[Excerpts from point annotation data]
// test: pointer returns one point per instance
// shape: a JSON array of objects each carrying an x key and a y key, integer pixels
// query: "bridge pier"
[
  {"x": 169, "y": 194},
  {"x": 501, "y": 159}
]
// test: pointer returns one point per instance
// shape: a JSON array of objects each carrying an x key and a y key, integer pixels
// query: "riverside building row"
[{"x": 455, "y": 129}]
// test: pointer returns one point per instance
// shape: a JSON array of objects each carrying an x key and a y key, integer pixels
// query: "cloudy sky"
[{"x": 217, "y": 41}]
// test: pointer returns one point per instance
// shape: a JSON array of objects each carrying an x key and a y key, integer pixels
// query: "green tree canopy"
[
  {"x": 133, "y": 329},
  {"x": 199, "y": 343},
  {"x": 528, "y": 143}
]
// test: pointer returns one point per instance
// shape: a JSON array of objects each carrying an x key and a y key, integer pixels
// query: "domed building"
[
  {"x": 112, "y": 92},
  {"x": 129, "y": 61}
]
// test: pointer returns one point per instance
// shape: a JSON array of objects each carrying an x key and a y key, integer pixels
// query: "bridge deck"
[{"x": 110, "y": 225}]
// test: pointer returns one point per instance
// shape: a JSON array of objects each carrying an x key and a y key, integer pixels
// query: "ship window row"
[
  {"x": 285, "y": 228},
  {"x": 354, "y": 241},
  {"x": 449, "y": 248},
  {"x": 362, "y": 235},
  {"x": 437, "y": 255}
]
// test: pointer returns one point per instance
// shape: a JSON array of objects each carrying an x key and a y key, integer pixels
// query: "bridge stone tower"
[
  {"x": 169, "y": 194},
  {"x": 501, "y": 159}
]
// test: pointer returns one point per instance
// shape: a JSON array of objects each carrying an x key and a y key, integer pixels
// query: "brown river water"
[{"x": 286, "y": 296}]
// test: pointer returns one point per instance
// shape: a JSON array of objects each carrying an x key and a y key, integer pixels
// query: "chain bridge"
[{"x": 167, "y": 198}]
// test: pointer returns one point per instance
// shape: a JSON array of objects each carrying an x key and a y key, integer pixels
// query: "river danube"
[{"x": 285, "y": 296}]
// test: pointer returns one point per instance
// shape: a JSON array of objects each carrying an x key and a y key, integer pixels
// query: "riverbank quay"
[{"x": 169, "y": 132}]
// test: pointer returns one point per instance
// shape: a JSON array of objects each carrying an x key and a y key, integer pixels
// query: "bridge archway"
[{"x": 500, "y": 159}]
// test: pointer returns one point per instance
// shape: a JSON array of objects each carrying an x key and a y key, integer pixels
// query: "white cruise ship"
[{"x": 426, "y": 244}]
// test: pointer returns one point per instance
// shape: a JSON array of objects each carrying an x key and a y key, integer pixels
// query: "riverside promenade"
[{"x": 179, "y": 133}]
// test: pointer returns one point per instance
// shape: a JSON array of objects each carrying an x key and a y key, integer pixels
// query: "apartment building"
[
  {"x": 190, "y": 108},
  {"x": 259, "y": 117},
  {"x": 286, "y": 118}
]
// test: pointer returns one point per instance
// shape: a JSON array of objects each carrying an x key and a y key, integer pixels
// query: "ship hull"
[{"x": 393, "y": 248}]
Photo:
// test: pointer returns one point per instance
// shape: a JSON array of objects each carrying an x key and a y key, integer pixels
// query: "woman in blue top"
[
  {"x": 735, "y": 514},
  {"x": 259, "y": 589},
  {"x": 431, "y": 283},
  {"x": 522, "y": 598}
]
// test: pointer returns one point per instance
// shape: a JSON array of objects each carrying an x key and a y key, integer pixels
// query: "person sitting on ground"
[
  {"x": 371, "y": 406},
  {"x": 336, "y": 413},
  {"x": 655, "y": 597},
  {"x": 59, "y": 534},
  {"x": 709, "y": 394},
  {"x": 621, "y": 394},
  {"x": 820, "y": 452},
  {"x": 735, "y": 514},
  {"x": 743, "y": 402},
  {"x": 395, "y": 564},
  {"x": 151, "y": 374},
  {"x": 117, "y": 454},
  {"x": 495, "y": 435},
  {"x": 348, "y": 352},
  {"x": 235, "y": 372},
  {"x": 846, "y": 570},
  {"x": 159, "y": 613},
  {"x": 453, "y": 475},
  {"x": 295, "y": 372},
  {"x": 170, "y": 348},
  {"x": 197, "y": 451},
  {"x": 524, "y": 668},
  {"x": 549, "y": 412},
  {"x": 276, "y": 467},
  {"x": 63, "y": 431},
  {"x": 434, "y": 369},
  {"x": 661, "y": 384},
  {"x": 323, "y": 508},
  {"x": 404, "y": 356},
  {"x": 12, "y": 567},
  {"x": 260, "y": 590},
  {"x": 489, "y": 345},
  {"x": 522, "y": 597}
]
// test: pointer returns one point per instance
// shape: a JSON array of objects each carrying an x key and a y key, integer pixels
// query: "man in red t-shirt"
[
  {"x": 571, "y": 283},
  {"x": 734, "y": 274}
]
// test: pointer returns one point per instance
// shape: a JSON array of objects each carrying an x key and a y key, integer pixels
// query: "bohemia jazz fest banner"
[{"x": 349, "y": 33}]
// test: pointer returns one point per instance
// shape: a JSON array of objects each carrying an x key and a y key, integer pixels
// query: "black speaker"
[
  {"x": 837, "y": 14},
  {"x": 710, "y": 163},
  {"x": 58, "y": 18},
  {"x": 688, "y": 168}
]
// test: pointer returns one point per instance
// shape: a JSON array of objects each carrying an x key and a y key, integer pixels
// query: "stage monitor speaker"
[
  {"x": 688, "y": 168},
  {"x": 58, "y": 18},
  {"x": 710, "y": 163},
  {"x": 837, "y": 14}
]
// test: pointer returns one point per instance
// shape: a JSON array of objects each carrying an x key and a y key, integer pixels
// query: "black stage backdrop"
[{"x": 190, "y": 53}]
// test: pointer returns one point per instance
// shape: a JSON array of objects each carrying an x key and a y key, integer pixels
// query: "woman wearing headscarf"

WHAT TO WORK ON = Repeat the lines above exactly.

RESULT =
// test: pointer returns one point per instance
// shape: a JSON array of objects each carrying an x key and a y key, integer pixels
// query: "bridge pier"
[
  {"x": 169, "y": 194},
  {"x": 501, "y": 159}
]
// test: pointer returns one point per instance
// shape: a JSON array of objects each carrying an x key and a y key, integer pixels
// query: "riverside building row"
[{"x": 455, "y": 129}]
// test: pointer returns one point per instance
// shape: a JSON array of objects each carrying an x key and a y key, integer pixels
// query: "cloudy sky"
[{"x": 217, "y": 41}]
// test: pointer returns one point per instance
// shape: a JSON array of objects each carrying an x key and a y key, integer pixels
// query: "green tree canopy"
[
  {"x": 133, "y": 329},
  {"x": 199, "y": 343},
  {"x": 528, "y": 143}
]
// test: pointer returns one point per instance
// shape: a JSON array of objects each carrying an x key and a y key, integer pixels
// query: "domed building"
[
  {"x": 112, "y": 92},
  {"x": 129, "y": 61}
]
// test: pointer returns one point per instance
// shape: a JSON array of objects each carrying an x key and a y key, integer pixels
// query: "bridge deck"
[{"x": 110, "y": 225}]
// test: pointer returns one point per instance
// shape: a JSON array of objects each carrying an x key and a y key, integer pixels
// query: "ship window row"
[
  {"x": 285, "y": 228},
  {"x": 354, "y": 241},
  {"x": 449, "y": 248},
  {"x": 362, "y": 235},
  {"x": 437, "y": 255}
]
// test: pointer returns one point per instance
// shape: a JSON array of objects each carrying an x key and a y key, integer pixels
// query: "bridge stone tower"
[
  {"x": 169, "y": 194},
  {"x": 501, "y": 159}
]
// test: pointer returns one point per instance
// shape: a JSON array of objects each carrying an x key and a y key, integer pixels
// query: "brown river water"
[{"x": 286, "y": 296}]
// test: pointer returns one point per instance
// shape: a JSON array of objects each carrying an x key and a y key, integer pixels
// query: "chain bridge"
[{"x": 167, "y": 198}]
// test: pointer returns one point per instance
// shape: a JSON array of objects each carrying an x key and a y key, integer pixels
// query: "river danube"
[{"x": 285, "y": 296}]
// test: pointer returns one point per instance
// shape: a JSON array of objects each carrying an x key and a y key, integer pixels
// query: "riverbank quay"
[{"x": 169, "y": 132}]
// test: pointer returns one point per instance
// shape: a JSON array of objects each carrying an x key and a y key, integer pixels
// query: "bridge archway"
[{"x": 500, "y": 159}]
// test: pointer returns one point per instance
// shape: a JSON array of objects each carrying an x key and a y key, integer pixels
// query: "white cruise ship"
[{"x": 426, "y": 244}]
// test: pointer returns one point per instance
// shape: a JSON array of objects each carrying an x key and a y key, integer pixels
// query: "riverside promenade"
[{"x": 179, "y": 133}]
// test: pointer returns one point per instance
// shape: a JSON array of objects each carrying an x key and a y key, integer pixels
// query: "apartment building"
[
  {"x": 190, "y": 108},
  {"x": 259, "y": 117},
  {"x": 286, "y": 118}
]
// test: pointer returns one point per instance
// shape: a JSON array of objects each carrying an x key and a y key, integer pixels
// query: "ship hull"
[{"x": 393, "y": 248}]
Photo:
// test: pointer returns one point per instance
// shape: a JSON array of objects each carrying an x key and a y key, integer pixels
// query: "woman in blue top"
[
  {"x": 735, "y": 514},
  {"x": 259, "y": 589},
  {"x": 431, "y": 283},
  {"x": 522, "y": 598}
]
// test: pointer returns one point per instance
// shape: a JSON array of objects each carrying an x key and a y key, integer pixels
// query: "person sitting on ground"
[
  {"x": 371, "y": 406},
  {"x": 336, "y": 413},
  {"x": 655, "y": 597},
  {"x": 59, "y": 534},
  {"x": 709, "y": 394},
  {"x": 621, "y": 394},
  {"x": 820, "y": 452},
  {"x": 735, "y": 514},
  {"x": 743, "y": 402},
  {"x": 395, "y": 564},
  {"x": 151, "y": 374},
  {"x": 117, "y": 454},
  {"x": 495, "y": 435},
  {"x": 348, "y": 352},
  {"x": 235, "y": 372},
  {"x": 846, "y": 570},
  {"x": 159, "y": 613},
  {"x": 453, "y": 475},
  {"x": 295, "y": 372},
  {"x": 170, "y": 348},
  {"x": 197, "y": 451},
  {"x": 524, "y": 668},
  {"x": 549, "y": 412},
  {"x": 276, "y": 467},
  {"x": 63, "y": 431},
  {"x": 434, "y": 369},
  {"x": 661, "y": 384},
  {"x": 323, "y": 508},
  {"x": 404, "y": 356},
  {"x": 12, "y": 567},
  {"x": 260, "y": 590},
  {"x": 489, "y": 345},
  {"x": 522, "y": 597}
]
// test: pointer returns one point per instance
// shape: a JSON array of objects each carrying an x key and a y key, integer pixels
// query: "man in red t-shirt"
[
  {"x": 571, "y": 283},
  {"x": 734, "y": 274}
]
// test: pointer returns one point per instance
// shape: a JSON array of objects each carrying an x key and a y key, integer pixels
// query: "bohemia jazz fest banner"
[{"x": 349, "y": 33}]
// test: pointer returns one point per instance
// shape: a JSON array of objects each carrying an x key and a y key, integer pixels
// query: "black speaker"
[
  {"x": 837, "y": 14},
  {"x": 710, "y": 163},
  {"x": 58, "y": 18},
  {"x": 688, "y": 168}
]
// test: pointer returns one point per instance
// shape: a JSON array of objects each carrying an x key and a y key, integer pixels
// query: "stage monitor speaker"
[
  {"x": 688, "y": 168},
  {"x": 58, "y": 18},
  {"x": 710, "y": 163},
  {"x": 837, "y": 14}
]
// test: pointer returns one point per instance
// shape: a JSON array of objects each carrying an x key and a y key, integer pixels
// query: "black stage backdrop"
[{"x": 190, "y": 53}]
// test: pointer returns one point per instance
// shape: a JSON array of objects each carrying an x key and a y key, integer pixels
// query: "woman wearing headscarf"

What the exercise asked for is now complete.